Put the lines of the listing below, from the line with "the ocean surface." up to and including the line with "[486,418,522,460]", into a JSON list of strings, one string per line, leaving out blank lines. Include no other lines.

[BEGIN EXERCISE INPUTS]

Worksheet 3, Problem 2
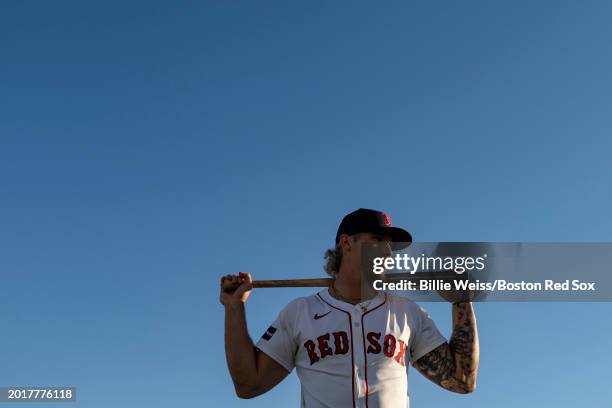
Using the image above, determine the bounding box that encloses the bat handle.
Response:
[221,278,247,292]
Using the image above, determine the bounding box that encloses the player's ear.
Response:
[338,234,353,252]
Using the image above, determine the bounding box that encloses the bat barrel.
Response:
[222,271,461,292]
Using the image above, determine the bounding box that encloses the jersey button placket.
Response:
[351,305,366,407]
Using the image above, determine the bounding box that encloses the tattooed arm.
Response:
[413,302,479,394]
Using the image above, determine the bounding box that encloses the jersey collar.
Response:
[319,288,387,313]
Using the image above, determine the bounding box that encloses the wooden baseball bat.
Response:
[221,271,460,292]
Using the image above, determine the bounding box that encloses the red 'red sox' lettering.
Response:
[304,331,407,366]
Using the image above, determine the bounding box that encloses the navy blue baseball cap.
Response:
[336,208,412,248]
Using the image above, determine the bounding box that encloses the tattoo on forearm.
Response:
[414,303,478,393]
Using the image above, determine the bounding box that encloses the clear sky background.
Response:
[0,1,612,408]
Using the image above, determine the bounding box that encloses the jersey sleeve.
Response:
[410,304,446,363]
[255,303,297,372]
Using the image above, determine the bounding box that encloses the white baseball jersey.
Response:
[257,289,446,408]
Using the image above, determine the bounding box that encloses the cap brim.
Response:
[380,227,412,249]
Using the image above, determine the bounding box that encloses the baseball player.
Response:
[220,209,479,408]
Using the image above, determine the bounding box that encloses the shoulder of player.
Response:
[387,294,420,310]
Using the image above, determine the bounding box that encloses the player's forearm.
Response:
[449,302,480,392]
[225,304,257,394]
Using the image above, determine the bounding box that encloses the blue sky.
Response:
[0,1,612,408]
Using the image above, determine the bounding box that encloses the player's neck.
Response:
[330,270,376,304]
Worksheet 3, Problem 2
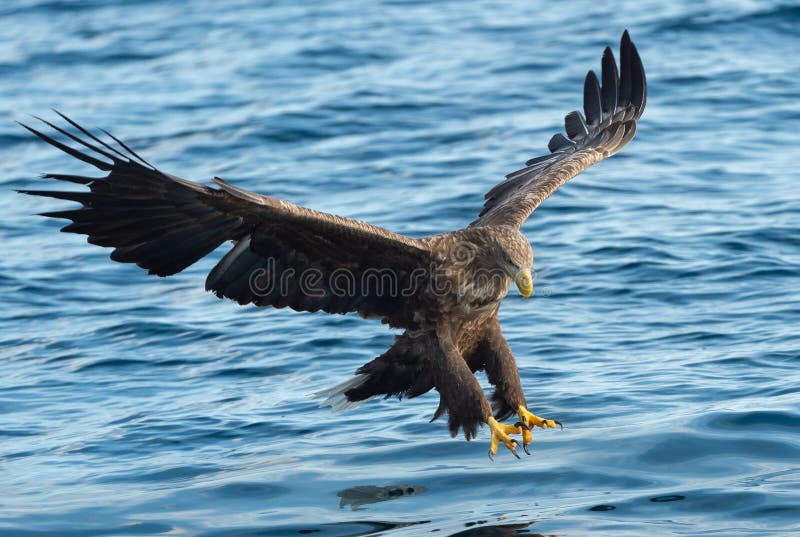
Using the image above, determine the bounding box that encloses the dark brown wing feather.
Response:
[22,116,430,327]
[471,30,647,227]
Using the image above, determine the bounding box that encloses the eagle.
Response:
[20,30,647,458]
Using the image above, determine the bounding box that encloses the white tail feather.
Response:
[313,375,372,412]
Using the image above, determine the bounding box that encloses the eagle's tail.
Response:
[15,115,242,276]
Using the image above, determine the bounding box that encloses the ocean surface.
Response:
[0,0,800,537]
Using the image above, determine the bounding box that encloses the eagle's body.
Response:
[20,32,646,454]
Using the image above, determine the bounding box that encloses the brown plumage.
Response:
[18,32,646,454]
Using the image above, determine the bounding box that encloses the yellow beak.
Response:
[514,269,533,298]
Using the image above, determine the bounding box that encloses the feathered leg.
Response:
[477,319,563,453]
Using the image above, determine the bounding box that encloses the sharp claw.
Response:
[514,421,531,431]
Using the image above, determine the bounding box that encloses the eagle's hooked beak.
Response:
[514,269,533,298]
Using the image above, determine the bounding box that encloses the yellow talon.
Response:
[486,418,522,460]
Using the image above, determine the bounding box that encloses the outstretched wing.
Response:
[471,30,647,227]
[22,115,429,327]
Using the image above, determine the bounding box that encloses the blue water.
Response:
[0,0,800,537]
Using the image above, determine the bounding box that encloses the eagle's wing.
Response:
[23,115,430,327]
[471,30,647,227]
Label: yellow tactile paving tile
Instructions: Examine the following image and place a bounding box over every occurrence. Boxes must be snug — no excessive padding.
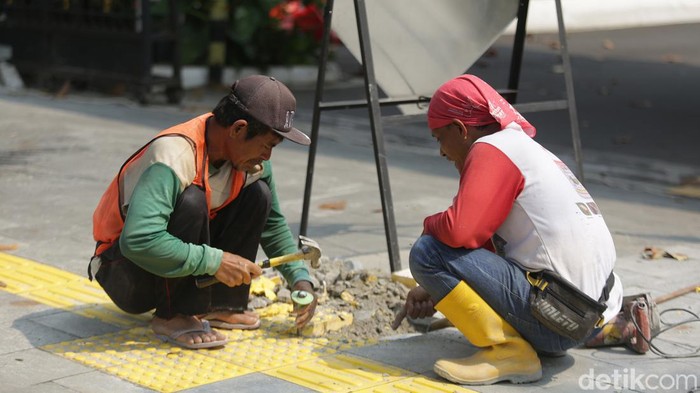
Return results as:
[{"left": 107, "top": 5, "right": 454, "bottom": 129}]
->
[
  {"left": 264, "top": 354, "right": 415, "bottom": 392},
  {"left": 0, "top": 252, "right": 81, "bottom": 294},
  {"left": 356, "top": 377, "right": 477, "bottom": 393},
  {"left": 6, "top": 253, "right": 469, "bottom": 392},
  {"left": 41, "top": 327, "right": 253, "bottom": 392},
  {"left": 68, "top": 303, "right": 151, "bottom": 328},
  {"left": 207, "top": 335, "right": 337, "bottom": 371}
]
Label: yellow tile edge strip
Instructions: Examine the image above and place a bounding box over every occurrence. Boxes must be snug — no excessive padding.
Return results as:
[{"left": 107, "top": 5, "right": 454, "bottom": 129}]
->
[{"left": 0, "top": 252, "right": 470, "bottom": 392}]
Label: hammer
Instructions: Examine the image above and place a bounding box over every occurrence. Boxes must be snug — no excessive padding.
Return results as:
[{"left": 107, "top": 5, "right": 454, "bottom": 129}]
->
[{"left": 195, "top": 236, "right": 321, "bottom": 288}]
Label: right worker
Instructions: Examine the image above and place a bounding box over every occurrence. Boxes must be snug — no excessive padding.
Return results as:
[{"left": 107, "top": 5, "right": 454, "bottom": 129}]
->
[{"left": 394, "top": 75, "right": 622, "bottom": 385}]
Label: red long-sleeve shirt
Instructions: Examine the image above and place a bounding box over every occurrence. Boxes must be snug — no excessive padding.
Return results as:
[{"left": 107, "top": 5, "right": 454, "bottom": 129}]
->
[{"left": 423, "top": 143, "right": 525, "bottom": 249}]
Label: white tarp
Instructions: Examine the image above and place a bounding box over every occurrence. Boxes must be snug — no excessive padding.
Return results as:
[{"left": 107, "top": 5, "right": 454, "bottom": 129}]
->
[{"left": 331, "top": 0, "right": 518, "bottom": 113}]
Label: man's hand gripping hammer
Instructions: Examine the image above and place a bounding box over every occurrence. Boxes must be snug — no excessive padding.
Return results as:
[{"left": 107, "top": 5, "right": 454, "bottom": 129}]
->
[{"left": 195, "top": 236, "right": 321, "bottom": 288}]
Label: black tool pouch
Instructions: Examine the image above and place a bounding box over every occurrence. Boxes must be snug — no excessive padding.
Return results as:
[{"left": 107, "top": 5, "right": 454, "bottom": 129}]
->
[{"left": 527, "top": 270, "right": 614, "bottom": 341}]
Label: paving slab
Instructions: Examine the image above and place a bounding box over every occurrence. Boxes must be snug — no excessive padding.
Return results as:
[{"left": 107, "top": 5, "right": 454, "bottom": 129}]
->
[{"left": 0, "top": 24, "right": 700, "bottom": 392}]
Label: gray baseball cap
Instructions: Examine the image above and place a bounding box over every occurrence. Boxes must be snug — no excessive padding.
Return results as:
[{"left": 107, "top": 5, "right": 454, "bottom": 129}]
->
[{"left": 228, "top": 75, "right": 311, "bottom": 146}]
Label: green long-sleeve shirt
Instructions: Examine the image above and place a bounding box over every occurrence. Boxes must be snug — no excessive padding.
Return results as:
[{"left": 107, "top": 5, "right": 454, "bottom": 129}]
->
[{"left": 119, "top": 161, "right": 311, "bottom": 286}]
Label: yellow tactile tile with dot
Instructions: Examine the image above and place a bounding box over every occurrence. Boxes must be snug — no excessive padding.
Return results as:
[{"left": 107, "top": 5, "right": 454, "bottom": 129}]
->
[
  {"left": 264, "top": 354, "right": 415, "bottom": 392},
  {"left": 42, "top": 327, "right": 253, "bottom": 392},
  {"left": 356, "top": 377, "right": 476, "bottom": 393},
  {"left": 208, "top": 335, "right": 336, "bottom": 371},
  {"left": 5, "top": 253, "right": 468, "bottom": 392}
]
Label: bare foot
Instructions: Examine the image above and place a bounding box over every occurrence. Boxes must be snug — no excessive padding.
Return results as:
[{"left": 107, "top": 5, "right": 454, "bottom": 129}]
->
[{"left": 151, "top": 314, "right": 226, "bottom": 345}]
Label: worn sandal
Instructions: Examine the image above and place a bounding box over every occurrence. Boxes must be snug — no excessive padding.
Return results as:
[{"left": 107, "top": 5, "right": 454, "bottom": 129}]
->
[{"left": 156, "top": 319, "right": 228, "bottom": 349}]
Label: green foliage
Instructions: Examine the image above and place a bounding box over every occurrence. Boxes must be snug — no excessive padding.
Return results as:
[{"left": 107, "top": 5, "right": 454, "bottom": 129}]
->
[{"left": 151, "top": 0, "right": 323, "bottom": 69}]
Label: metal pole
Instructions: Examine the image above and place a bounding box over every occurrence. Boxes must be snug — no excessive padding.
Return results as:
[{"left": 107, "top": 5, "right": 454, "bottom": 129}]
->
[
  {"left": 555, "top": 0, "right": 584, "bottom": 183},
  {"left": 299, "top": 0, "right": 333, "bottom": 236},
  {"left": 506, "top": 0, "right": 530, "bottom": 104},
  {"left": 355, "top": 0, "right": 401, "bottom": 272}
]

[END EXERCISE INPUTS]

_SOLUTION TO THE EXERCISE_.
[
  "Using the image above, determine the bounding box that encloses the ocean surface.",
  "Response:",
  "[0,0,800,537]",
  "Using the image above, determine the bounding box that encloses the eagle's body.",
  "Response:",
  "[20,32,646,454]",
  "Using the image above, determine the bounding box that encloses the brown plumage.",
  "Response:",
  "[18,32,646,454]",
  "Using the image above, determine the bounding box that encloses the yellow beak.",
  "Response:",
  "[514,269,533,298]",
  "Using the image above, determine the bounding box that encloses the feathered leg.",
  "Response:",
  "[477,319,563,453]",
  "Using the image above, determine the bounding box that encloses the sharp claw.",
  "Response:",
  "[514,421,531,431]",
  "Using the image above, determine the bounding box that encloses the eagle's hooked beak.",
  "Response:",
  "[514,269,533,298]",
  "Using the image above, determine the bounding box that encloses the yellow talon.",
  "Response:",
  "[486,418,522,460]"
]